• **Passage**
-.-.-

I think it's pretty well balanced though. You see, we try to keep our letters
page interesting and indicative of the feelings of our readers.
Lindsey
Van Gelder: They're great.
Stan
Lee: Thank you. But what
happens is that most of our younger readers will write letters such as
"Gosh! Wow! Your last issue was groovy!" or "Take Stan Lee out
and shoot him! That last issue was terrible! We know he can do better!"
And that's about the extent of it.
Lindsey
Van Gelder: Do they pick
up on politics though?
Stan
Lee: Not as much as the
older readers, no. But they'll say things like "Sub-Mariner's trunks
should always be purple, but in one panel they were green." Well, you can
only print so many of those kinds of letters. It doesn't make for a real
philosophical situation. So for that reason we do print the more interesting
letters, which are nine times out of ten from older readers. But to answer your
question a little more specifically, I guess I've strayed all around the point.
We do get, an unexpected—unexpected, a few years ago—amount of letters from our
readers which deal with politics. In fact, I just wrote a Soapbox column for a
future bullpen in which I mention a fantastic thing, in Captain. . . . Oh, I
might preface this by saying selfishly I use the letters to help me edit the
magazine. It shows me what the readers want and don't want. And for the most
part I try and follow their dictates because they're the ones that buy the
books. Well, I've been very frustrated with our Captain America magazine. I find
it's as if I've been left alone on an ice floe somewhere and I got to shift for
myself. I don't know what the readers want
because every letter we've gotten for the past
three months for Captain America has merely dealt with political issues.
Nobody's said a word about the stories or the artwork themselves. Now I don't
know if people are just reading the magazine just to pick out whatever
philosophy or political connotations there might be. I don't know if anyone
cares if we have super villains or if there's any action or anything. I put a
little notice in the Soapbox asking a few readers to just kinda drop us a line
and let us know if they are still reading the book.
Lindsey
Van Gelder: How did you
get the idea for the women's liberation issue of the Avengers?
Stan
Lee: Oh, I didn't. That
was probably Roy Thomas's idea. He wrote the thing. But I would imagine it's a
question that almost answers itself. Women's lib is so big now, how can you not
have a story or two about it?
Lindsey
Van Gelder: Do you think
you might let the Black Widow or Invisible Girl get her own book?
Stan
Lee: Well, that won't have
as much to do with women's lib as it does with if the book will sell or not.
Actually we put the Black Widow in her own strip in one of our books.
Lindsey
Van Gelder: She's with the
Inhumans.
Stan
Lee: That's right. It's
either an "Amazing" or "Astonishing." I always get those
two mixed up. We're just waiting for some sales figures. I think it will do
well. If it does sensationally well, we'll take the two strips that are
appearing in the one book and give them each their own book of course.

-.-.-

Raw lines:
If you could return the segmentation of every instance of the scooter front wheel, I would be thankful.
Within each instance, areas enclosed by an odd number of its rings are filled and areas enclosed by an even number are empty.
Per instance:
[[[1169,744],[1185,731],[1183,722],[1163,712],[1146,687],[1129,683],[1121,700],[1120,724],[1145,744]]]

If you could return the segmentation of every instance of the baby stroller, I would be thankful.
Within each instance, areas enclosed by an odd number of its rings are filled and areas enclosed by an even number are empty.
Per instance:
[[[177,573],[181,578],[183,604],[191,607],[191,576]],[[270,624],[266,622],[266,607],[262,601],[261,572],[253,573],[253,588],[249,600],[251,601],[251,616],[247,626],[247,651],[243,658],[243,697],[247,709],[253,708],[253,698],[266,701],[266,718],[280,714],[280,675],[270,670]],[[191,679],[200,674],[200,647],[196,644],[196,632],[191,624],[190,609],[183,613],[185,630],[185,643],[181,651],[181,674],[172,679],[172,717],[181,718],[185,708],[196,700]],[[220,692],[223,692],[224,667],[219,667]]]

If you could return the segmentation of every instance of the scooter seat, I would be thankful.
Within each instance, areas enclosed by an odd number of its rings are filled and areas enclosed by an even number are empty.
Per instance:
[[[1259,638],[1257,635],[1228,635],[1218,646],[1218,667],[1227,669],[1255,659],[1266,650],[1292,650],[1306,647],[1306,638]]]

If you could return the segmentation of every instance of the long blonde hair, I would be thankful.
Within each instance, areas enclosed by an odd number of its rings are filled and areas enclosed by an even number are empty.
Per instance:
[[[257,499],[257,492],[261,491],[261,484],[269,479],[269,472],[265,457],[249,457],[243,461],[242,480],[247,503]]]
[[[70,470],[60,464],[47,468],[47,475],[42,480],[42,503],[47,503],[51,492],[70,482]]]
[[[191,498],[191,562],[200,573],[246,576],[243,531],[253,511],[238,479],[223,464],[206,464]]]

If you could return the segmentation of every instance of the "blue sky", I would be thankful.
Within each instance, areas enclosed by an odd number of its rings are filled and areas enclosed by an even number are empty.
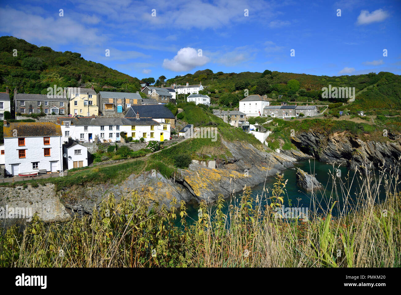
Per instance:
[[[140,79],[205,69],[401,74],[401,1],[17,0],[0,7],[1,35],[78,52]]]

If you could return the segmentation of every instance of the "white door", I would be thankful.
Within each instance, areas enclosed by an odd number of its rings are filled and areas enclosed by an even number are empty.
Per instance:
[[[58,168],[58,165],[57,163],[58,163],[58,161],[50,161],[50,172],[56,172],[57,171],[57,168]]]
[[[12,164],[11,165],[11,174],[12,174],[12,176],[15,175],[18,175],[18,174],[20,173],[20,164]]]

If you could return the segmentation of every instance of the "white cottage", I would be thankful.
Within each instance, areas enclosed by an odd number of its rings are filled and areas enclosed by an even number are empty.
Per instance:
[[[6,174],[63,170],[61,129],[49,122],[8,123],[4,121]]]
[[[239,111],[245,113],[247,117],[262,116],[263,109],[269,104],[267,99],[258,94],[253,94],[239,101]]]
[[[188,102],[193,101],[197,105],[202,103],[208,107],[210,105],[210,97],[207,95],[204,95],[203,94],[196,93],[190,94],[186,98],[186,101]]]
[[[162,141],[170,138],[170,124],[160,123],[151,118],[105,118],[92,117],[59,118],[57,123],[61,126],[63,141],[69,138],[84,142],[121,141],[122,132],[134,139],[143,137],[145,141]]]
[[[63,145],[63,156],[69,169],[88,166],[88,149],[77,141],[71,141]]]

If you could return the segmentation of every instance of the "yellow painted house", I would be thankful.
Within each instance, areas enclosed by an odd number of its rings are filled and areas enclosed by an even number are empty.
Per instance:
[[[73,115],[80,115],[84,117],[92,115],[98,115],[99,108],[97,105],[97,95],[93,86],[90,88],[69,87],[69,113]]]

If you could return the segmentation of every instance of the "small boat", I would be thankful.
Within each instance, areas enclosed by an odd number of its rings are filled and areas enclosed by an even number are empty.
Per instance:
[[[27,172],[26,173],[18,173],[18,176],[27,177],[27,176],[35,176],[38,175],[37,172]]]

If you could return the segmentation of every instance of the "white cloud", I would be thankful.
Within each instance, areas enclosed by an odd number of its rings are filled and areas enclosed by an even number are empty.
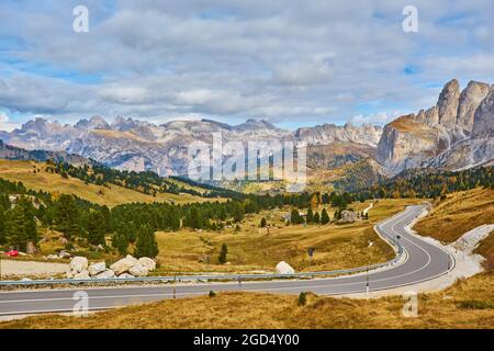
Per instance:
[[[11,132],[19,127],[19,123],[11,122],[9,116],[4,112],[0,111],[0,131]]]
[[[427,84],[494,82],[491,2],[416,0],[417,34],[402,31],[405,0],[88,0],[87,34],[70,30],[69,2],[42,9],[26,0],[23,11],[1,2],[0,33],[23,45],[0,61],[9,72],[0,76],[0,106],[60,121],[204,115],[303,124],[356,115],[384,123],[380,111],[428,107],[437,92]],[[406,66],[417,72],[405,76]],[[98,79],[82,83],[66,72]],[[382,103],[359,116],[371,101]]]
[[[353,124],[386,124],[396,117],[403,115],[403,112],[400,111],[381,111],[370,115],[358,114],[350,118]]]

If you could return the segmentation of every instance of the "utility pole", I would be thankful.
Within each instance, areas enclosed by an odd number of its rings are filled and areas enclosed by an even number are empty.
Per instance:
[[[367,279],[366,279],[366,292],[367,292],[367,298],[369,298],[369,268],[367,269]]]

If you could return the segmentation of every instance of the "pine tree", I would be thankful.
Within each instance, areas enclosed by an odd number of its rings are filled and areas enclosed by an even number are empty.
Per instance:
[[[326,208],[323,208],[323,212],[321,213],[321,224],[328,224],[330,222],[329,215],[327,214]]]
[[[238,203],[238,202],[234,202],[234,207],[233,207],[233,218],[234,222],[238,223],[244,220],[244,206]]]
[[[301,217],[299,210],[293,208],[292,212],[290,213],[290,222],[292,224],[301,224],[304,222],[304,218]]]
[[[63,194],[55,208],[56,229],[68,240],[80,236],[79,210],[72,195]]]
[[[0,205],[0,245],[3,245],[7,242],[7,235],[5,235],[5,208]]]
[[[307,210],[307,223],[313,223],[314,222],[314,212],[312,211],[312,208],[310,207]]]
[[[135,257],[155,258],[159,252],[156,236],[149,225],[142,225],[137,233],[137,240],[135,244]]]
[[[217,257],[217,261],[221,264],[225,264],[226,263],[226,254],[228,253],[228,248],[226,247],[226,244],[222,245],[222,249],[220,251],[220,256]]]
[[[126,256],[128,252],[128,237],[125,233],[117,230],[112,237],[112,246],[116,248],[121,256]]]
[[[7,212],[5,236],[10,247],[25,251],[27,235],[24,227],[24,211],[21,206],[14,206]]]
[[[87,223],[88,242],[92,245],[104,245],[106,228],[108,223],[104,215],[99,211],[91,211]]]
[[[319,217],[319,213],[318,213],[318,212],[316,212],[316,213],[314,214],[314,223],[315,223],[315,224],[319,224],[319,223],[321,223],[321,217]]]
[[[170,211],[169,226],[171,231],[177,231],[180,229],[180,215],[175,207]]]
[[[22,196],[19,201],[18,206],[22,208],[24,214],[24,233],[26,237],[26,244],[27,241],[31,241],[35,246],[37,246],[40,238],[37,236],[36,218],[34,216],[35,208],[31,199]]]

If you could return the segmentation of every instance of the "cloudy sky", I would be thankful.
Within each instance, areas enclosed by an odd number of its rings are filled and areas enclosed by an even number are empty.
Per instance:
[[[72,29],[79,4],[88,33]],[[409,4],[417,33],[402,27]],[[0,129],[92,115],[383,124],[451,78],[494,83],[493,18],[492,0],[1,0]]]

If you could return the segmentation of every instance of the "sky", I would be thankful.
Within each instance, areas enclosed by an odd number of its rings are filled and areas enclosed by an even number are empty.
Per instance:
[[[74,31],[77,5],[89,32]],[[452,78],[494,83],[493,18],[492,0],[2,0],[0,129],[93,115],[382,125]]]

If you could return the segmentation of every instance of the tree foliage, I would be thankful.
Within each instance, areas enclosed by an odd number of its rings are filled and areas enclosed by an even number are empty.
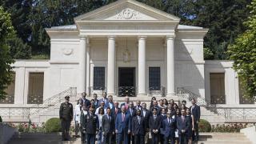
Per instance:
[[[117,0],[2,0],[12,14],[18,38],[32,47],[33,54],[50,54],[45,28],[74,24],[74,18]],[[209,28],[204,47],[213,59],[226,59],[227,46],[244,32],[251,0],[138,0],[181,18],[181,24]]]
[[[11,82],[12,68],[10,64],[14,62],[10,54],[10,47],[6,40],[14,34],[11,24],[10,14],[0,6],[0,99],[4,98],[6,93],[5,90]]]
[[[229,46],[228,54],[234,61],[234,68],[244,86],[245,96],[251,98],[256,95],[256,0],[248,7],[251,16],[244,22],[246,30]]]

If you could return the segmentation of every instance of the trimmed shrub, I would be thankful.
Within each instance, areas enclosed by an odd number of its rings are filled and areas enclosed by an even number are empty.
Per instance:
[[[199,132],[210,132],[211,126],[208,121],[205,119],[200,119],[198,124],[198,130]]]
[[[52,118],[46,122],[46,133],[60,132],[62,131],[61,121],[58,118]]]

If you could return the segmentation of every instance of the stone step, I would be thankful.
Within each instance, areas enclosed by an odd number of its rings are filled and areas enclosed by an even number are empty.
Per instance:
[[[253,144],[251,142],[198,141],[197,144]]]

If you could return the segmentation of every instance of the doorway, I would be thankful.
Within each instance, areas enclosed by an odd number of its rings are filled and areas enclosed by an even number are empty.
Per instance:
[[[118,96],[135,96],[135,67],[118,68]]]

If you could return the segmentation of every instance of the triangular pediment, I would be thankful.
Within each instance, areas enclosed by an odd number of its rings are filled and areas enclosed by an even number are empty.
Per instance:
[[[118,0],[82,14],[75,21],[179,21],[180,18],[135,0]]]

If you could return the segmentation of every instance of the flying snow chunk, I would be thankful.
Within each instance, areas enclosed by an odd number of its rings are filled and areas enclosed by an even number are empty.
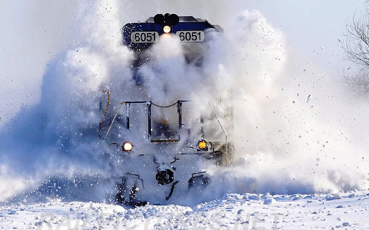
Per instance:
[[[264,204],[271,205],[276,202],[274,198],[268,198],[264,200]]]

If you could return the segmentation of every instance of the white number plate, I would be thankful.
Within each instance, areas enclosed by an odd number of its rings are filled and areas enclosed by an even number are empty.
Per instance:
[[[205,38],[204,31],[200,30],[177,31],[176,35],[179,36],[181,41],[185,42],[202,42]]]
[[[134,43],[153,43],[158,41],[158,32],[133,32],[131,34],[131,41]]]

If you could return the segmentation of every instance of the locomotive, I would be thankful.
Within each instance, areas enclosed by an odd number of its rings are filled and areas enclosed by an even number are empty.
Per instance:
[[[179,38],[186,64],[200,67],[204,58],[199,46],[206,42],[209,31],[221,33],[223,29],[206,20],[168,13],[125,25],[123,43],[135,53],[131,67],[136,85],[144,84],[138,70],[147,61],[151,47],[168,36]],[[100,100],[103,115],[99,137],[118,153],[116,163],[124,169],[117,185],[116,202],[133,206],[149,201],[163,204],[184,193],[197,195],[211,182],[204,165],[231,165],[234,147],[228,131],[232,129],[233,115],[230,106],[221,119],[211,105],[194,108],[193,102],[187,99],[169,105],[149,100],[123,101],[108,119],[110,95],[109,91],[103,92],[107,103],[104,106]],[[188,118],[194,114],[198,117],[190,120]],[[123,128],[123,138],[111,135]],[[216,132],[211,130],[214,129]],[[210,135],[214,132],[217,134]]]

-.-.-

• **Exercise instructions**
A: In the Stan Lee interview, whose idea does Stan Lee say the women's liberation issue of the Avengers probably was?
B: Please copy word for word the part of the Stan Lee interview that begins with the words containing "We do get, an" and ends with "with political issues.".
C: Name every real person the Stan Lee interview mentions.

• **Problem solutions**
A: Roy Thomas's.

B:
We do get, an unexpected—unexpected, a few years ago—amount of letters from our
readers which deal with politics. In fact, I just wrote a Soapbox column for a
future bullpen in which I mention a fantastic thing, in Captain. . . . Oh, I
might preface this by saying selfishly I use the letters to help me edit the
magazine. It shows me what the readers want and don't want. And for the most
part I try and follow their dictates because they're the ones that buy the
books. Well, I've been very frustrated with our Captain America magazine. I find
it's as if I've been left alone on an ice floe somewhere and I got to shift for
myself. I don't know what the readers want
because every letter we've gotten for the past
three months for Captain America has merely dealt with political issues.

C: Lindsey Van Gelder, Stan Lee, Roy Thomas